■ WHAT TO WORK ON: Set the following entries down again exactly, line by line.
INFORMATION Start Marker
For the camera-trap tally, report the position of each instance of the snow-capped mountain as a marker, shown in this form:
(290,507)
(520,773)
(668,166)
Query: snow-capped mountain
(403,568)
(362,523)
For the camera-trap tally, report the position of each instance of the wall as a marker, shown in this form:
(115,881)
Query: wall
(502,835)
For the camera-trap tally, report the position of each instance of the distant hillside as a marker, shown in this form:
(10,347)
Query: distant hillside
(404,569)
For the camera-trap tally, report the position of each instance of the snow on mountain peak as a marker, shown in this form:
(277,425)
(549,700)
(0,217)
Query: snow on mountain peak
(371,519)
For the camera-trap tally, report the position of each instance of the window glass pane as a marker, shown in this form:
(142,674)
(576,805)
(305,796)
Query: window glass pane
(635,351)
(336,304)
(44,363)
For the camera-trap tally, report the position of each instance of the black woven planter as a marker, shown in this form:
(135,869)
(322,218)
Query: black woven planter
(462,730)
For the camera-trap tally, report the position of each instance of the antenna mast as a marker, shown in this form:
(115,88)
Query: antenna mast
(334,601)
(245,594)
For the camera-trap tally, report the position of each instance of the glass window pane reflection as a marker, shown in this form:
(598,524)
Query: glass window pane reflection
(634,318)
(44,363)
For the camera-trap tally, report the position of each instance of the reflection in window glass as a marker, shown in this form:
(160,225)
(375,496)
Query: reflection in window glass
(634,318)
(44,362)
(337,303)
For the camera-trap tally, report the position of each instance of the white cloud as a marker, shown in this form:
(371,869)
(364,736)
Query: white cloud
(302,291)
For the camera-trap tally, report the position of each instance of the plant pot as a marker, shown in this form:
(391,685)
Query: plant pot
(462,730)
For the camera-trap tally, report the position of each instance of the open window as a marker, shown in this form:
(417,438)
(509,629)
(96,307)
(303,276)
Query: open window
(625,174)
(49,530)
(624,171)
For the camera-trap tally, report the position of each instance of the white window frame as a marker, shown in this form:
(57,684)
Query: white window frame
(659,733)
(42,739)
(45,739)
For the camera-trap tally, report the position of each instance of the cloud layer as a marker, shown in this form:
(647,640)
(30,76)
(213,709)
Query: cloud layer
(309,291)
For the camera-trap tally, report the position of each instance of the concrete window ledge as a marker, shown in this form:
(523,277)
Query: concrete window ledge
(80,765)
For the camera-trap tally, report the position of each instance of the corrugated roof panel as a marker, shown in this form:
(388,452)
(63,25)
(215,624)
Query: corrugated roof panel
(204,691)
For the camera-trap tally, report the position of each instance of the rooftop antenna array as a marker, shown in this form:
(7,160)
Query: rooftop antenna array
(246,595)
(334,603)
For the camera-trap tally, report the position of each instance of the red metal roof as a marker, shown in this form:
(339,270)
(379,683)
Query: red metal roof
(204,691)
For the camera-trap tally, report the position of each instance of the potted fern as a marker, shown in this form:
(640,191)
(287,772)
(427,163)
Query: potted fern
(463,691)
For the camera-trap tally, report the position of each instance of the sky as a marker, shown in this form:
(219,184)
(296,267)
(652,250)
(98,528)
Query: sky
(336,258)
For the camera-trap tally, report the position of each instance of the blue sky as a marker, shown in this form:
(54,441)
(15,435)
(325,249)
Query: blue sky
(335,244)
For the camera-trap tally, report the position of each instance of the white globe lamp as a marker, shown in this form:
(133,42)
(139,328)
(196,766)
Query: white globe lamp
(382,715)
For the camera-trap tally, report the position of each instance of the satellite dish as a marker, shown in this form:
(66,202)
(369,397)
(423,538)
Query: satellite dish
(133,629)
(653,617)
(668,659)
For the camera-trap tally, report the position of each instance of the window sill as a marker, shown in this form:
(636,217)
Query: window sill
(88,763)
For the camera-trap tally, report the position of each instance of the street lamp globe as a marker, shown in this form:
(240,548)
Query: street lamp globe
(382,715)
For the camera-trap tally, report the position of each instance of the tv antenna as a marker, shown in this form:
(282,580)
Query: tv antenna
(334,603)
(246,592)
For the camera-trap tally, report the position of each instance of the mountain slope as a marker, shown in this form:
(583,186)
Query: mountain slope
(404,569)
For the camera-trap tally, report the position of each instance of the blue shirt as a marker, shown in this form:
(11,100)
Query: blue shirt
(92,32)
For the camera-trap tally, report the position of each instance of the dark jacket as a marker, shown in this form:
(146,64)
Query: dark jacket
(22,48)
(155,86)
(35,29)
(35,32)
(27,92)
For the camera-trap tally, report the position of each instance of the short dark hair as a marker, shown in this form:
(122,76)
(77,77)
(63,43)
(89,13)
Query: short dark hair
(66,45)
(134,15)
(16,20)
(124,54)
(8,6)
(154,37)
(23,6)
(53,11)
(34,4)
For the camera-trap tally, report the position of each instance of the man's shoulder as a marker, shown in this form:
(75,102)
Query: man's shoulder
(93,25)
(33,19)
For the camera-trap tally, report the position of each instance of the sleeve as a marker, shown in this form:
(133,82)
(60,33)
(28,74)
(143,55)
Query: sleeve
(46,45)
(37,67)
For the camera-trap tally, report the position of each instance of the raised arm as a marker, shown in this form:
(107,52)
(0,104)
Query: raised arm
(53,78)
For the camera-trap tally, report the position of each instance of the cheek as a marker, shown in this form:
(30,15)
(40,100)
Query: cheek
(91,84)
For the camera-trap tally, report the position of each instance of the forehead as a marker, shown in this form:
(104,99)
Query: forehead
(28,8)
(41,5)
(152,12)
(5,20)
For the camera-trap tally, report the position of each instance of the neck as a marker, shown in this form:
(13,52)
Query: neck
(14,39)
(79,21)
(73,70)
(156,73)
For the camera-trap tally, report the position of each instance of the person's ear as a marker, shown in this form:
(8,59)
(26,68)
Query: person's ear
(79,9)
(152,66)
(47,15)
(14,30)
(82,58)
INFORMATION End Marker
■ ANSWER SPACE:
For the camera-trap tally, report the position of each instance of the snow-capped mountain as a marker, shown in this form:
(290,507)
(520,773)
(668,166)
Query: snow-capped mountain
(403,568)
(362,523)
For the camera-trap tally, report the position of each instance of the wall as a marker, shown in this form:
(115,881)
Query: wall
(502,835)
For the camera-trap tally, report the position of each instance of the distant hillside as a marker, shown in this form:
(10,347)
Query: distant hillside
(404,569)
For the camera-trap tally, report the position of each instance of the snow on mountain peak as a marker, shown in this form:
(277,425)
(549,700)
(0,217)
Query: snow on mountain peak
(371,519)
For the camera-trap tally, report the position of each instance of the window glass pane as a marker, shown in this form:
(142,674)
(576,805)
(305,796)
Query: window glass pane
(635,351)
(336,304)
(44,363)
For the camera-trap tally, report the position of each instance of the black woven planter as a marker, shown in this form:
(135,869)
(322,218)
Query: black woven planter
(462,730)
For the camera-trap tally, report the position of each instance of the antenna mast as a marker, shown in this form:
(115,88)
Query: antenna mast
(334,601)
(245,594)
For the camera-trap tally, report the position of each instance of the glass window pane reflection as a marker, shown in this form:
(598,524)
Query: glass window pane reflection
(634,318)
(44,363)
For the camera-trap tally, report the position of each instance of the reflection in window glass as a marker, shown in this form:
(160,225)
(375,496)
Query: reflection in window glass
(634,318)
(44,362)
(337,303)
For the camera-trap tally, report the position of each instance of the white cloud as a marker, shown in this form:
(371,869)
(364,736)
Query: white cloud
(302,291)
For the camera-trap tally, report the position of each instance of the plant pot as a marker, shown in this form:
(391,685)
Query: plant pot
(462,730)
For the camera-trap tally, report the position of each instance of the open window as a marker, shown in this form:
(417,438)
(509,629)
(96,307)
(303,276)
Query: open window
(625,174)
(49,530)
(624,171)
For the camera-trap tally, report the position of each instance of the white window frame as a marker, shown in this form:
(57,684)
Query: white window frame
(659,733)
(42,739)
(45,739)
For the camera-trap tally, report the position of each instance of the cloud layer as a marker, shown in this form:
(647,640)
(30,76)
(213,709)
Query: cloud layer
(309,291)
For the camera-trap tally, report the position of each instance of the concrete window ledge as a marker, shown in this form:
(523,277)
Query: concrete window ledge
(80,765)
For the camera-trap tally, report the position of each instance of the corrugated roof panel as a marker, shown in this form:
(388,452)
(63,25)
(215,624)
Query: corrugated roof panel
(204,691)
For the camera-trap tally, report the position of each instance of the rooftop antenna array as a marker, shown in this form:
(7,160)
Query: rooftop antenna array
(246,595)
(334,603)
For the camera-trap tally, report the position of each instance of the red metal roof as a marker, shown in this form:
(339,270)
(379,683)
Query: red metal roof
(204,691)
For the camera-trap tally, report the position of each instance of the potted fern as a marker, shown in this form:
(640,191)
(287,772)
(427,163)
Query: potted fern
(463,691)
For the camera-trap tally, report the position of each instance of the sky as a marker, shown in this form:
(219,184)
(296,267)
(652,250)
(98,528)
Query: sky
(336,258)
For the camera-trap tally, report the position of each instance of the blue sky as a marker, shown in this form:
(54,441)
(15,435)
(325,249)
Query: blue sky
(335,244)
For the camera-trap tally, report the position of each instance of the white globe lamp as a marker, shown in this form:
(133,42)
(139,328)
(196,766)
Query: white globe lamp
(382,715)
For the camera-trap tally, report the position of each instance of the satellite dish as a marker, shown in this form:
(66,202)
(369,397)
(423,538)
Query: satellite dish
(133,629)
(653,617)
(668,659)
For the camera-trap tally, report the position of each instance of the window sill as a marker, shown in this form:
(636,217)
Query: window sill
(88,763)
For the camera-trap tally, report the position of each instance of the street lamp globe as a marker, shown in this form:
(240,548)
Query: street lamp globe
(382,715)
For the camera-trap tally, report the position of each instance of the tv antenna as a marker, shown in this form:
(282,580)
Query: tv antenna
(334,603)
(246,592)
For the camera-trap tally, report the position of each instance of the mountain slope as a marker, shown in this form:
(583,186)
Query: mountain slope
(404,569)
For the camera-trap tally, report the position of each instance of the blue shirt as a marker, shown in this form:
(11,100)
Query: blue shirt
(92,32)
For the camera-trap tally, report the position of each instance of the dark jacket as a marker, shown in this form:
(146,64)
Query: dark jacket
(22,48)
(155,86)
(35,29)
(35,32)
(27,92)
For the camera-trap tally, report the position of each instance of the short dark hair as a marker, shown in this form:
(122,76)
(77,77)
(63,43)
(89,13)
Query: short dark hair
(66,45)
(134,15)
(16,20)
(124,54)
(8,6)
(154,37)
(23,6)
(53,11)
(34,4)
For the camera-trap tally, report the position of each instance of the man's shoulder as a marker, shown in this form:
(75,102)
Query: man's shoulder
(93,25)
(33,19)
For the camera-trap tally, report the position of each instance of the sleeve as a marker, shown in this form:
(133,82)
(60,33)
(28,74)
(143,55)
Query: sleeve
(46,45)
(37,67)
For the camera-trap tally, report the position of each instance of the raised arm as a marker, shown in this form:
(107,52)
(0,104)
Query: raised arm
(53,78)
For the camera-trap tally, report the position of each instance of the cheek as a marker, shown in this form:
(30,15)
(40,100)
Query: cheek
(91,84)
For the camera-trap tally, report the position of each instance of the forehead as a marker, shown in this form:
(104,99)
Query: forehead
(28,8)
(41,5)
(152,12)
(5,20)
For the camera-trap tally, report the position of each instance of the neck as a marker, shown in this form:
(13,52)
Query: neck
(14,39)
(79,21)
(73,70)
(156,73)
For the camera-trap tally, report the position of each instance of the person's ear as a marker, shown in this form:
(8,59)
(26,68)
Query: person's ear
(79,9)
(152,66)
(47,15)
(14,30)
(82,58)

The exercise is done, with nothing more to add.